**What you have to do**
Restate the records below word for word.

**Rows from a pointing dataset**
=-=-=-=-=
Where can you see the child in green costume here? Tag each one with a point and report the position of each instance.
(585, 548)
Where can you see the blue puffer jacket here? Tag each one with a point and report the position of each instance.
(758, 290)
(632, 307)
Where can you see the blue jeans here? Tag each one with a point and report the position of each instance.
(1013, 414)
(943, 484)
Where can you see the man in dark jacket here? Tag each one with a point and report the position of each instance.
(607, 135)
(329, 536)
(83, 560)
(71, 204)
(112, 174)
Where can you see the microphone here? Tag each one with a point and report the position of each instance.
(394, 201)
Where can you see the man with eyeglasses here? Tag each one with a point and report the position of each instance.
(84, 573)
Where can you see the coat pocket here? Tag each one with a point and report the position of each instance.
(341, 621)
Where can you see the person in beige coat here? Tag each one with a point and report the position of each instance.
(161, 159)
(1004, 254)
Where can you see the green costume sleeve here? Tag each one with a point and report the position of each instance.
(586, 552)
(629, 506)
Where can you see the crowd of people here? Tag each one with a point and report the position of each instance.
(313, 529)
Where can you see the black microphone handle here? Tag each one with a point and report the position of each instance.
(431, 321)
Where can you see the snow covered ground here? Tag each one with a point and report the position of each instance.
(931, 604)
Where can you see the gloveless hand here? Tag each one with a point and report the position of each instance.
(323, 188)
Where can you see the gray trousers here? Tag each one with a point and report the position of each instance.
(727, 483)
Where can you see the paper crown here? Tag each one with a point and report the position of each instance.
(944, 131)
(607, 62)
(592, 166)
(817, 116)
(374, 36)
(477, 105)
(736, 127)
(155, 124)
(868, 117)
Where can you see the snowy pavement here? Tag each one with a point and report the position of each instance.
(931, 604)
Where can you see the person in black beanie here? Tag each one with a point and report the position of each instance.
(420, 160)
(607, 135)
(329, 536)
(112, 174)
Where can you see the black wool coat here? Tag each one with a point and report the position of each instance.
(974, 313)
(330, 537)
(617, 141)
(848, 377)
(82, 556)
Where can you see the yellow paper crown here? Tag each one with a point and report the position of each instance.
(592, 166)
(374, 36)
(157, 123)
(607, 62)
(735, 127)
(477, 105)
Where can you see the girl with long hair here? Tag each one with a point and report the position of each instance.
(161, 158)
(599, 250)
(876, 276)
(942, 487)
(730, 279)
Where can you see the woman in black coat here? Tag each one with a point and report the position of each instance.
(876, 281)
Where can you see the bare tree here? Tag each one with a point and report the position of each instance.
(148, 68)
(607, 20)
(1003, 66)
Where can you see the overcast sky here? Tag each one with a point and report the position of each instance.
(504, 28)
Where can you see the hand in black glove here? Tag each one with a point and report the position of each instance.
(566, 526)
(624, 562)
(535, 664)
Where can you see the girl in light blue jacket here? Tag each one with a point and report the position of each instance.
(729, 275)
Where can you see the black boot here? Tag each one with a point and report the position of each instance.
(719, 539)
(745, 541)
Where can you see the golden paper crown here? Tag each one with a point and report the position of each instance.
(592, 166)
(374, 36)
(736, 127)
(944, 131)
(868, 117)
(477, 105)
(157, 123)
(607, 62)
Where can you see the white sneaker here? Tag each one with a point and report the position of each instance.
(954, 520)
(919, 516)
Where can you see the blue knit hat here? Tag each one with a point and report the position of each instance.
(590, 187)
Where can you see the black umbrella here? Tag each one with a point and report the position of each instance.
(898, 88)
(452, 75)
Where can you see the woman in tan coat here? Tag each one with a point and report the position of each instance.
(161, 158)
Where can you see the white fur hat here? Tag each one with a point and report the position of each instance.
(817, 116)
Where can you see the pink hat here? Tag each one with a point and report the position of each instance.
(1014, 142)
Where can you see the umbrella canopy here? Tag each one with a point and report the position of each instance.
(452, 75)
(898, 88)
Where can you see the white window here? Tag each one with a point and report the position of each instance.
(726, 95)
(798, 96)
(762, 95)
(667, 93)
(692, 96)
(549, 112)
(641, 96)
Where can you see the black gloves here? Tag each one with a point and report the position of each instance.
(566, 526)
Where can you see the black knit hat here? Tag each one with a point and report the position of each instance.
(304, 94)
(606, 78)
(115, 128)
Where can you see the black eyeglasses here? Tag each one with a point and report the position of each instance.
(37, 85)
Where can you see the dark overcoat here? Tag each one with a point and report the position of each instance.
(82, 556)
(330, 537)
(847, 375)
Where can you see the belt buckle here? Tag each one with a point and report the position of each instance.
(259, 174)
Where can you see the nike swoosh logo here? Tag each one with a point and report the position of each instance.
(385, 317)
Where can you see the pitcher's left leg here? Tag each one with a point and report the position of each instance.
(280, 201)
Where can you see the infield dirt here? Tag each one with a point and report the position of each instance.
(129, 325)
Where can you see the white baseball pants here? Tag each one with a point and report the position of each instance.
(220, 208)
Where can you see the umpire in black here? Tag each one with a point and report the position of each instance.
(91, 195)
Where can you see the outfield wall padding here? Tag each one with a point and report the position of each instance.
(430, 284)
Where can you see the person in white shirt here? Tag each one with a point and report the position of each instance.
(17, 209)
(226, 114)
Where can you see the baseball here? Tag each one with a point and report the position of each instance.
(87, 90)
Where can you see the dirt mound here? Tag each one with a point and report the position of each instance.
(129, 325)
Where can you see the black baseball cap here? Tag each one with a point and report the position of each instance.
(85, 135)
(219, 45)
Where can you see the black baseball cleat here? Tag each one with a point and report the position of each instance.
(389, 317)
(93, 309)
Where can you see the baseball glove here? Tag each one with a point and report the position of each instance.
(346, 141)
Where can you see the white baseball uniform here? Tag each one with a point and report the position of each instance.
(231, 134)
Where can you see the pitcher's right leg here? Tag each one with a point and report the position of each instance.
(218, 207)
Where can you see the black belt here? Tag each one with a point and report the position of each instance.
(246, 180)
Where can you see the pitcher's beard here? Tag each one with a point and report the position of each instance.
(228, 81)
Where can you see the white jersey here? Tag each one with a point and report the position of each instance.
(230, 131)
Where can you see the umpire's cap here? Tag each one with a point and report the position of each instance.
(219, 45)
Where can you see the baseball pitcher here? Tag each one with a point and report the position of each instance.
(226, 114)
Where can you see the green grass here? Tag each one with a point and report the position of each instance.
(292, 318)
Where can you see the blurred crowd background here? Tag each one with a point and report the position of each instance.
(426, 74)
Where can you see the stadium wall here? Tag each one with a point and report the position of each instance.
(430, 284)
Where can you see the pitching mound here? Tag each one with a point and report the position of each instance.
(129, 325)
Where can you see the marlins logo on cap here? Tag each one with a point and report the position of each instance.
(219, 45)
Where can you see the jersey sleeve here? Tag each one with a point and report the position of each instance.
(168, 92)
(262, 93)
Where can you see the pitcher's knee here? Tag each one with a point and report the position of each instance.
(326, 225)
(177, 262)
=-=-=-=-=
**Solution for this exercise**
Where can you see the child in green costume here? Tag each one with a point and report the position of each instance.
(585, 548)
Where can you see the blue puffer jacket here? Tag each one with a point and report the position of each instance.
(758, 290)
(632, 307)
Where can you see the blue jeans here? Tag each one with a point and report the position of each instance.
(1013, 414)
(943, 484)
Where can you see the man in dark jacket here? Tag each one with a point and report the position of each instance.
(607, 135)
(329, 536)
(83, 560)
(71, 204)
(112, 174)
Where can you see the microphone here? Tag each one with a point and report the position of each instance.
(394, 201)
Where can you see the man with eyeglasses here? Tag each one with a point and report the position of each instance.
(84, 573)
Where can you see the coat pocket here? Tag each one with a point and report the position of each instance.
(341, 621)
Where can you see the person in beige coat here? Tag each one with a point and report the position of each instance.
(161, 159)
(1004, 254)
Where can you see the green costume sleeve here? Tag each one with a point and report the position of each instance.
(586, 552)
(629, 506)
Where can you see the crowd of people here? Tag each one with a point and report the position of each instance.
(313, 529)
Where can you see the black microphone handle here? Tag each one with a point and report the position of each instance.
(431, 321)
Where can you see the snow covered ground here? Tag each one with a point and report the position of each instance.
(931, 604)
Where can you see the gloveless hand here? Tag each one with a point and report the position of each instance.
(323, 188)
Where can you see the gray trousers here? Tag each one with a point and report the position of each instance.
(727, 483)
Where can you see the paper crown here? Tag each one with a point and report the position of each instance.
(944, 131)
(607, 62)
(592, 166)
(817, 116)
(374, 36)
(477, 105)
(736, 127)
(155, 124)
(868, 117)
Where can you see the snowy pavement here? Tag each one with a point and report the position of each instance.
(931, 604)
Where can you see the person in black beanie here? Tag each one with a point and report the position of each instance.
(420, 160)
(607, 135)
(329, 536)
(112, 174)
Where can you see the black wool coat here? Tag each one with a point and report the position of each instance.
(974, 313)
(330, 537)
(617, 141)
(848, 377)
(82, 556)
Where can you see the yellow paper crown here? Tag each one with a point and report the position of each instance.
(592, 166)
(374, 36)
(157, 123)
(607, 62)
(735, 127)
(477, 105)
Where can you see the girl with long hair here? Tag each one with a point and report the position of each instance.
(161, 158)
(599, 250)
(876, 276)
(942, 487)
(730, 279)
Where can you see the woman in black coat here? Tag each one with a point and report the position of each instance.
(876, 281)
Where can you see the bare tree here? Tag each one with a point and report the position of each instance.
(148, 68)
(607, 20)
(1003, 66)
Where can you see the overcast sky here? Tag each one with a point and report the position of each instance.
(504, 28)
Where can you see the hand in black glove here? Tag each one with a point and report the position of each instance.
(566, 526)
(624, 562)
(535, 664)
Where can you see the girl in light blue jacket here? Tag each one with a point and report the position of each instance.
(729, 275)
Where can you see the black boot here? Tag each one with a point and report the position of each instance.
(719, 539)
(745, 541)
Where can you see the golden paper crown here? Tag each one with a point and report the position of each instance.
(592, 166)
(374, 36)
(736, 127)
(944, 131)
(868, 117)
(477, 105)
(157, 123)
(607, 62)
Where can you see the white sneaker here? Tag each one with a point and report the position of each instance.
(954, 520)
(919, 516)
Where can you see the blue knit hat here? Tag each one with a point and report the position of each instance.
(590, 187)
Where can you see the black umbrella here? Tag each one with a point and report the position of each instance.
(898, 88)
(452, 75)
Where can you see the woman in tan coat here? Tag each one with a point and report the position of each instance.
(161, 158)
Where can you see the white fur hat here? Tag each one with a point and report the position of each instance.
(817, 116)
Where can you see the pink hat here? Tag each one with a point and report the position of each instance.
(1014, 142)
Where can you see the umbrella canopy here? Tag each one with a point and report the position of each instance.
(452, 75)
(898, 88)
Where can you see the white window here? Tag each one with a point and report the position of each instance.
(726, 95)
(798, 96)
(762, 95)
(667, 93)
(692, 96)
(549, 112)
(641, 96)
Where can you see the black gloves here? Tag each one with a point and report the position of each instance.
(566, 526)
Where can you see the black knit hat here? Tag each one with a point and report the position of each instance.
(304, 94)
(606, 78)
(115, 128)
Where can you see the black eyeglasses here? Tag each one with a point and report the position of each instance.
(37, 85)
Where can you see the dark overcoat here? Tag each one with a point and report the position of each instance.
(82, 556)
(330, 537)
(847, 375)
Where can you see the belt buckle here? Tag each one with a point and report the position of each instance.
(259, 174)
Where can you see the nike swoosh logo here? Tag each one with a point and report the position of each instance.
(385, 317)
Where can you see the pitcher's left leg here? Tag each one with a point and report the position of each instance.
(280, 201)
Where can you see the infield dirt here? Tag each one with a point and report the position of each instance.
(129, 325)
Where can you see the white baseball pants here? Tag each one with a point and report the position of each instance.
(220, 208)
Where can you see the umpire in black here? Tag each one with a point and report the position of each instance.
(91, 195)
Where can you see the outfield wall padding here? Tag each one with a point and report the position of each instance.
(430, 284)
Where can you see the person in white shirt here? Tag each one with a point and report the position of each instance.
(17, 209)
(226, 114)
Where can you see the baseball here? Tag each one with a point and report the position of each instance.
(87, 90)
Where can you see the dirt mound here? Tag each one with a point and report the position of each instance.
(129, 325)
Where can you see the black baseball cap here? Tag each one with a point and report the position of each instance.
(85, 135)
(219, 45)
Where can you see the black baseball cleat here? Tag each one with a point and report the position of each instance.
(389, 317)
(93, 309)
Where can you see the baseball glove here? Tag each one with a point and report the position of each instance.
(346, 141)
Where can you see the white baseball uniform here? Tag each one with a point and report the position of each instance.
(231, 134)
Where can you see the pitcher's right leg here? Tag each one with a point and report the position of each instance.
(218, 207)
Where can you see the black belt here? Tag each one with a point and report the position of each instance.
(246, 180)
Where can you see the pitcher's beard here? Tag each one with a point and report the position of each instance.
(228, 81)
Where can you see the white jersey here? Tag each one with a point and report the position of each instance.
(230, 131)
Where can you see the umpire's cap here? Tag each one with a point and report the position of each instance.
(219, 45)
Where can you see the baseball pitcher here? Tag each one with a point and report the position of each instance.
(226, 114)
Where can you see the green grass here? Tag each one with a point and report the position of each instance.
(292, 318)
Where can you see the blurred crowd background here? Tag each one with a point and report the position of each instance.
(426, 74)
Where can you see the stadium wall here? Tag each one with a point and report the position of each instance.
(430, 284)
Where can you see the pitching mound here? Tag each one with a point and report the position of each instance.
(129, 325)
Where can you see the marlins logo on cap here? Tag each one with a point and report the position of each instance.
(219, 45)
Where can you see the jersey sleeve here? Tag each one with a point and report the position of each instance.
(168, 92)
(262, 93)
Where can you see the pitcher's knee here? Tag each one with a point and report the position of each instance.
(326, 225)
(177, 262)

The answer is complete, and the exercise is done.